**What you are asked to do**:
Quote every line of the listing below verbatim, leaving out the pictures.

**Input records**:
++++++++

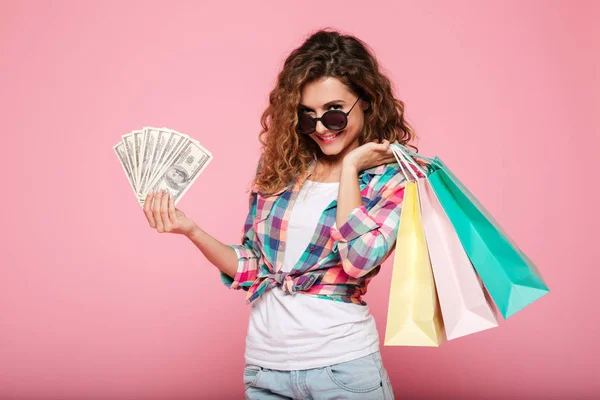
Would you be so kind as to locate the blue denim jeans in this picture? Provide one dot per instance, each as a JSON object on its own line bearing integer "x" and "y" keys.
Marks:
{"x": 364, "y": 378}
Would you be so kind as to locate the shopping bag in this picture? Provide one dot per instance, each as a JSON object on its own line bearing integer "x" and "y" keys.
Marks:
{"x": 511, "y": 278}
{"x": 465, "y": 307}
{"x": 414, "y": 315}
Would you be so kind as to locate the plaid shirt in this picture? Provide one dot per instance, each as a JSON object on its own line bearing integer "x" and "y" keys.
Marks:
{"x": 338, "y": 263}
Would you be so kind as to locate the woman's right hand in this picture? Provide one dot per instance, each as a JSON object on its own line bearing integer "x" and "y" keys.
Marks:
{"x": 162, "y": 215}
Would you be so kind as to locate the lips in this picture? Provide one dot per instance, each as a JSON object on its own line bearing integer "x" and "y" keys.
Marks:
{"x": 329, "y": 138}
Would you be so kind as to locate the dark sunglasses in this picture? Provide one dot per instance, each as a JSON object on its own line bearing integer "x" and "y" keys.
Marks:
{"x": 334, "y": 120}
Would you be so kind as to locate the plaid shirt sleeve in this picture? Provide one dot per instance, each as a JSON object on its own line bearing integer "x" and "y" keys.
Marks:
{"x": 247, "y": 253}
{"x": 368, "y": 236}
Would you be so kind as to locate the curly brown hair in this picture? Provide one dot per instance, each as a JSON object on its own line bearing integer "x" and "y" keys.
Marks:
{"x": 285, "y": 154}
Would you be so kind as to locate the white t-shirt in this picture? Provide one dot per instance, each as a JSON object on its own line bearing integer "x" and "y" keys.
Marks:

++++++++

**Expected output**:
Would you be so kind as to locate the blue denim jeans in this picture? Provide one dot per instance, each as a JSON object on its own line bearing integer "x" and "y" keys.
Marks:
{"x": 364, "y": 378}
Would you be so kind as to locate the shopping bag in this picture? Provide one dot per instance, each as a JSON object on its own line bearing integer "x" and "y" keys.
Marks:
{"x": 511, "y": 278}
{"x": 465, "y": 307}
{"x": 414, "y": 315}
Would you be so kind as to locate the plaid shirt in this picture? Provide one dot per instance, each as a JSON object on its own line bearing integer "x" and "y" keys.
Marks:
{"x": 338, "y": 263}
Would you be so kind as to locate the woman's right hand in this picture? Provide one dot per instance, each as a JSON object on its own line bearing integer "x" and "y" keys.
Marks:
{"x": 162, "y": 215}
Would you be so kind as to locate the lips in this picture? Provide one dot per instance, each as a JSON object on its own line bearing integer "x" and "y" keys.
Marks:
{"x": 329, "y": 138}
Would you be so kind as to locate the dark sunglasses in this picture? Provide one dot per instance, each as a JSON object on its own line bearing integer "x" and "y" keys.
Marks:
{"x": 334, "y": 120}
Would you be so kind as to locate the plaid shirt sleeve in this picture? Provide one dot per instance, each as a JSON object on its own line bearing integer "x" and "y" keys.
Marks:
{"x": 247, "y": 253}
{"x": 368, "y": 236}
Would you be so kind as to locate the curly brown hair in this picture? Provide one dot per instance, each as a JSON object on its own line bearing integer "x" and "y" keys.
Marks:
{"x": 285, "y": 154}
Would you be so kind as to locate the white t-shirt in this picture? Provide one dot per instance, each as a JSON object on its own line bearing integer "x" and "y" keys.
Marks:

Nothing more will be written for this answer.